深夜労働を1日しただけでも健康診断は半年に1回なのか

深夜労働を労働者にさせている事業者は、健康診断を6ヵ月以内ごとに1回実施する義務があります(安衛法66条2項、安衛則13条1項3号、安衛則45条)。

厚生労働省の健康診断関連のリーフレット。

深夜労働は労働者にとって負担が大きく、体調不良になりやすいとされているからです。では、そもそも深夜労働とはなんでしょうか。

深夜労働とは

夜10時以降、朝5時までの間に働いた場合は、深夜業(深夜労働)といいます。この根拠は古く、昭和23年10月1日に出された”基発1456号”にて次のように定義されています、

「深夜業を含む業務」とは業務の常態として深夜業を1週1回以上又は1月に4回以上行う業務をいう。

昭和23.10.1基発1456号

(余談ですが、この古い通達を今回かなり探しましたが、見つけることができませんでした><あちこちのWebに引用はされているのですが、原本が見つかりません)

長さは関係なく、たった1分だけでも夜10時を過ぎていたら、その1分は深夜労働の扱いとなります。深夜労働をさせたら事業者は、通常の賃金の25%以上を割り増しで支払う必要があります(労働基準法37条4項)。

また、18歳未満は深夜労働をさせてはいけません(一部例外あり)。妊産婦が請求した場合にも、深夜労働をさせることはできません。

深夜労働の頻度

では、深夜労働を1分だけでもさせたら即健康診断を半年に1回実施しないといけないかというと、そうではありません。

実はこの点、労働安全衛生法に明確な記述がありません。しかし、安衛規則第50条の2(自発的健康診断)に「常時使用され、同条の自ら受けた健康診断を受けた日前6月間を平均して1月当たり4回以上同条の深夜業に従事」と定められていることから、同じ法令上ですし同様の基準だと考えられています。

やってみよう =
深夜労働についての本文のうち、「昭和23.10.1基発1456号」から「の基準だと考えられています。」までをすべて書き直してください。その際、「労働基準法」は「労基法」に改めてください。

検討する資料 =
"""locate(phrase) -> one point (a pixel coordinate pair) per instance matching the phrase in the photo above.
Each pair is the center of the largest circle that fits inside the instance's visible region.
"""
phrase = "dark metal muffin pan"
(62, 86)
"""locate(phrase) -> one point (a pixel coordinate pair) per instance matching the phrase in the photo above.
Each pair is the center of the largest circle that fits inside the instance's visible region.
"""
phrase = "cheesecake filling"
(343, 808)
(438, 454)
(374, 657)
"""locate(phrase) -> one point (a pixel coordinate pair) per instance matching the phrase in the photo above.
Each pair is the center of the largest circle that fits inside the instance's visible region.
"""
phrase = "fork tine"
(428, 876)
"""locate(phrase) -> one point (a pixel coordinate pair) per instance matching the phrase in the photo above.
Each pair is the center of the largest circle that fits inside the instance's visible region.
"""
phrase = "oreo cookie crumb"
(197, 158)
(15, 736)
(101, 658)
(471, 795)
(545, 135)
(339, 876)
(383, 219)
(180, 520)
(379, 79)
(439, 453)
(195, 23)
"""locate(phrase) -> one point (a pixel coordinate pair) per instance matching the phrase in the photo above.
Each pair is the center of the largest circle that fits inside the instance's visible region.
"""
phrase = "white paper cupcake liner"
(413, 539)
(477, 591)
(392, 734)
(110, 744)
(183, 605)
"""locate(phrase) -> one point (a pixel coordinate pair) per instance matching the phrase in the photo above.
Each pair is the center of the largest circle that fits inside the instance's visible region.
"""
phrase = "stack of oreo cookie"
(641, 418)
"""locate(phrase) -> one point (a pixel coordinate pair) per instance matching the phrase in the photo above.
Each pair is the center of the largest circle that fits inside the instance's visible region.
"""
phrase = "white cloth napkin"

作業結果 =
昭和23.10.1基発1456号

(余談ですが、この古い通達を今回かなり探しましたが、見つけることができませんでした><あちこちのWebに引用はされているのですが、原本が見つかりません)

長さは関係なく、たった1分だけでも夜10時を過ぎていたら、その1分は深夜労働の扱いとなります。深夜労働をさせたら事業者は、通常の賃金の25%以上を割り増しで支払う必要があります(労基法37条4項)。

また、18歳未満は深夜労働をさせてはいけません(一部例外あり)。妊産婦が請求した場合にも、深夜労働をさせることはできません。

深夜労働の頻度

では、深夜労働を1分だけでもさせたら即健康診断を半年に1回実施しないといけないかというと、そうではありません。

実はこの点、労働安全衛生法に明確な記述がありません。しかし、安衛規則第50条の2(自発的健康診断)に「常時使用され、同条の自ら受けた健康診断を受けた日前6月間を平均して1月当たり4回以上同条の深夜業に従事」と定められていることから、同じ法令上ですし同様の基準だと考えられています。